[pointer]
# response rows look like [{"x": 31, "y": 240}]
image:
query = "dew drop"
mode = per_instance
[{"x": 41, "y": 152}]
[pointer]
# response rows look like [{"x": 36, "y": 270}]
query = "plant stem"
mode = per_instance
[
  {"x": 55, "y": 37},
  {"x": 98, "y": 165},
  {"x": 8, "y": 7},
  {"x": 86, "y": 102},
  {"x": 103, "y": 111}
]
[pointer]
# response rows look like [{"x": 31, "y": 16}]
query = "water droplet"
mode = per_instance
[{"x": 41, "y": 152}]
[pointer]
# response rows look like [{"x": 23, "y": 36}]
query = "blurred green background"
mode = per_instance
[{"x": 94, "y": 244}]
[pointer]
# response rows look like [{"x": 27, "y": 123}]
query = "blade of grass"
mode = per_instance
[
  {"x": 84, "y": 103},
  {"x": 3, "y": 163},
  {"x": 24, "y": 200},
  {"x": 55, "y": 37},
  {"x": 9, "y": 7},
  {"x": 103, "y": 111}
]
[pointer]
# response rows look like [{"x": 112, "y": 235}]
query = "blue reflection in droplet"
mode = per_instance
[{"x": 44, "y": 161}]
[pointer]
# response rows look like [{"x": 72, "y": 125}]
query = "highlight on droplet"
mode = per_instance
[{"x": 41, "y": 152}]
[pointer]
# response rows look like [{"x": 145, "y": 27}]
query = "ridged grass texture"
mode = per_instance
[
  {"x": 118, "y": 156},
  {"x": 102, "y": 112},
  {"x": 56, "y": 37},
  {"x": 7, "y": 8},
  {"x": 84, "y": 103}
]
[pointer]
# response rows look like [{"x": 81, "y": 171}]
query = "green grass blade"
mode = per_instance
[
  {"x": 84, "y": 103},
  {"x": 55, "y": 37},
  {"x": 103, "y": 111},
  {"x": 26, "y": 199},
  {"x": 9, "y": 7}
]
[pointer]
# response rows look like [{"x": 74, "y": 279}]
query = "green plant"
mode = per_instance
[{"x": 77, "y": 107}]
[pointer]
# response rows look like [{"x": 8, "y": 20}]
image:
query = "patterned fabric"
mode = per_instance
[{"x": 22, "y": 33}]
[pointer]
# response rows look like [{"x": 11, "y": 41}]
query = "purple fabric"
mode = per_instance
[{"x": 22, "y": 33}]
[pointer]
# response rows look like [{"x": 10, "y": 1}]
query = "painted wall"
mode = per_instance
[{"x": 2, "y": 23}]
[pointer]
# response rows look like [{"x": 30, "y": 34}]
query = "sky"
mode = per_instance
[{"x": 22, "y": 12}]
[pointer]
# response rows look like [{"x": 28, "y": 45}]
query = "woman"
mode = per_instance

****************************************

_Your instructions:_
Write out the whole listing again, exactly as it stands.

_Result of the task:_
[pointer]
# response rows look like [{"x": 31, "y": 240}]
image:
query = "dew drop"
mode = per_instance
[{"x": 41, "y": 152}]
[pointer]
# response rows look like [{"x": 36, "y": 270}]
query = "plant stem"
mode = per_instance
[
  {"x": 55, "y": 37},
  {"x": 98, "y": 165},
  {"x": 8, "y": 7},
  {"x": 86, "y": 102},
  {"x": 103, "y": 111}
]
[pointer]
# response rows look like [{"x": 31, "y": 16}]
query = "water droplet"
mode = per_instance
[{"x": 41, "y": 152}]
[pointer]
# response rows look like [{"x": 23, "y": 36}]
query = "blurred green background"
mode = per_instance
[{"x": 94, "y": 244}]
[pointer]
# response rows look like [{"x": 27, "y": 123}]
query = "blade of grass"
mode = per_instance
[
  {"x": 84, "y": 103},
  {"x": 3, "y": 163},
  {"x": 24, "y": 200},
  {"x": 55, "y": 37},
  {"x": 9, "y": 7},
  {"x": 103, "y": 111}
]
[pointer]
# response rows look like [{"x": 112, "y": 235}]
query = "blue reflection in droplet"
mode = per_instance
[{"x": 44, "y": 161}]
[pointer]
# response rows look like [{"x": 72, "y": 125}]
query = "highlight on droplet"
mode = per_instance
[{"x": 41, "y": 152}]
[pointer]
# response rows look like [{"x": 145, "y": 27}]
query = "ridged grass texture"
mode = per_instance
[
  {"x": 118, "y": 156},
  {"x": 102, "y": 112},
  {"x": 56, "y": 37},
  {"x": 7, "y": 8},
  {"x": 84, "y": 103}
]
[pointer]
# response rows look like [{"x": 81, "y": 171}]
query = "green grass blade"
mode = per_instance
[
  {"x": 84, "y": 103},
  {"x": 55, "y": 37},
  {"x": 103, "y": 111},
  {"x": 26, "y": 199},
  {"x": 9, "y": 7}
]
[pointer]
# response rows look like [{"x": 74, "y": 279}]
query = "green plant"
mode = per_instance
[{"x": 77, "y": 107}]
[pointer]
# response rows look like [{"x": 8, "y": 20}]
image:
query = "patterned fabric"
mode = per_instance
[{"x": 22, "y": 33}]
[pointer]
# response rows look like [{"x": 11, "y": 41}]
query = "purple fabric"
mode = per_instance
[{"x": 22, "y": 33}]
[pointer]
# response rows look like [{"x": 10, "y": 1}]
query = "painted wall"
mode = per_instance
[{"x": 2, "y": 23}]
[pointer]
# response rows look like [{"x": 30, "y": 34}]
query = "sky"
mode = per_instance
[{"x": 22, "y": 12}]
[pointer]
# response rows look like [{"x": 28, "y": 45}]
query = "woman"
mode = per_instance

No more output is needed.